The New York Rangers ended the 2006–07 regular season as the Eastern Conference's sixth seed.

===Eastern Conference Quarterfinals: vs. (3) Atlanta Thrashers===
Entering the 2007 Stanley Cup playoffs, the New York Rangers had not won a playoff game since May 18, 1997, against the Philadelphia Flyers, having lost seven consecutive playoff games in that time span. They began the Eastern Conference Quarterfinals against the Atlanta Thrashers, a team making their first playoff appearance in franchise history.

In front of a sellout crowd in Atlanta for Game 1, the Rangers struck first with a Jaromir Jagr goal 12:50 into the first period to take a 1–0 lead. Michal Rozsival added a power play goal four minutes later to extend the Ranger lead to 2–0. Atlanta's Eric Belanger tallied a power play goal in the first period's final minute to make the score 2–1 at first intermission. The Rangers held a two-goal lead two other times through the remainder of the game, but Atlanta cut the deficit back to one on both occasions, with their final tally coming from former Ranger Pascal Dupuis early in the third period. Atlanta pressured for the equalizer for the final minutes but could not beat Henrik Lundqvist for a fourth goal and the Rangers prevailed 4–3. Not only was the victory the Rangers first playoff win in nearly ten years, it was also the first time the Rangers won Game 1 of a playoff series since the 1994 Eastern Conference Semifinals against the Washington Capitals. In addition, the four goals scored by New York in Game 1 matched their four-game offensive output against the New Jersey Devils from the year prior.

Atlanta switched goaltenders for Game 2, giving the nod to Johan Hedberg over Kari Lehtonen. The Rangers would strike first again, this time on a fluke goal credited to Sean Avery. Avery dumped the puck into the offensive zone from the red line, causing Hedberg to leave the crease in order to play the puck behind the net. The puck caromed off the boards in a peculiar manner and ended up in the net. After the bizarre goal, the game settled into a goaltending duel between Hedberg and Lundqvist. Atlanta would tie the game five minutes into the third period on a goal by Ilya Kovalchuk. The Rangers, however, would prevail, winning on a Brendan Shanahan goal with four minutes to play.

Up 2–0 in the series, the Rangers returned home for Game 3, and the Atlanta Thrashers returned to Kari Lehtonen in net. The switch did not work, as the Rangers struck 32 seconds into the game and would not let up from there. Jaromir Jagr tied an NHL record with three assists in the first period as Michael Nylander scored twice and Marek Malik added another to give New York a 3–0 lead after one. Rookie Ryan Callahan scored twice in the second period (the first two playoff goals of his career), Brendan Shanahan added a power play goal midway through the third period, and Nylander completed the hat trick seven minutes later to seal a 7–0 Game 3 victory. The 7–0 victory was the first playoff shutout in Henrik Lundqvist's career and the largest margin of victory in a playoff shutout in franchise history.

◆ Data
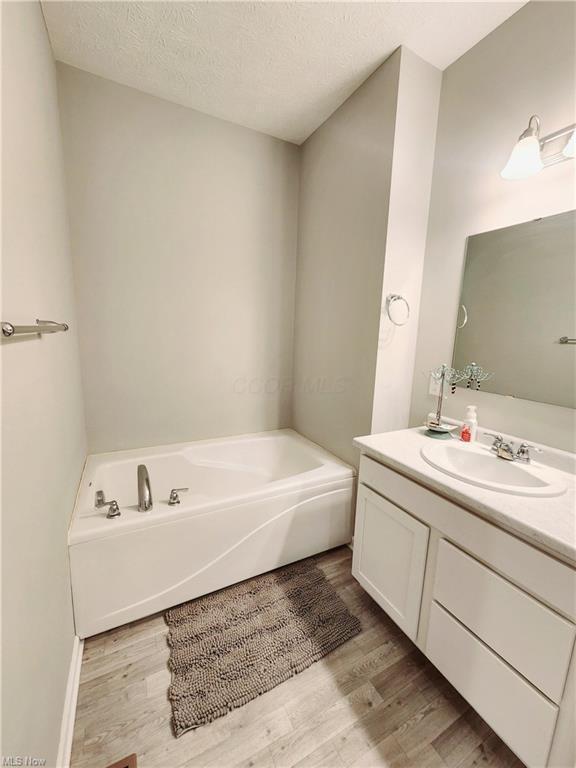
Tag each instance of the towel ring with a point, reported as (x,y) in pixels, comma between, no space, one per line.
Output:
(390,299)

◆ Job
Please answer from the article: which Rangers player scored a hat trick in Game 3 against Atlanta? The material has no connection to the article.

◆ Answer in full
Michael Nylander.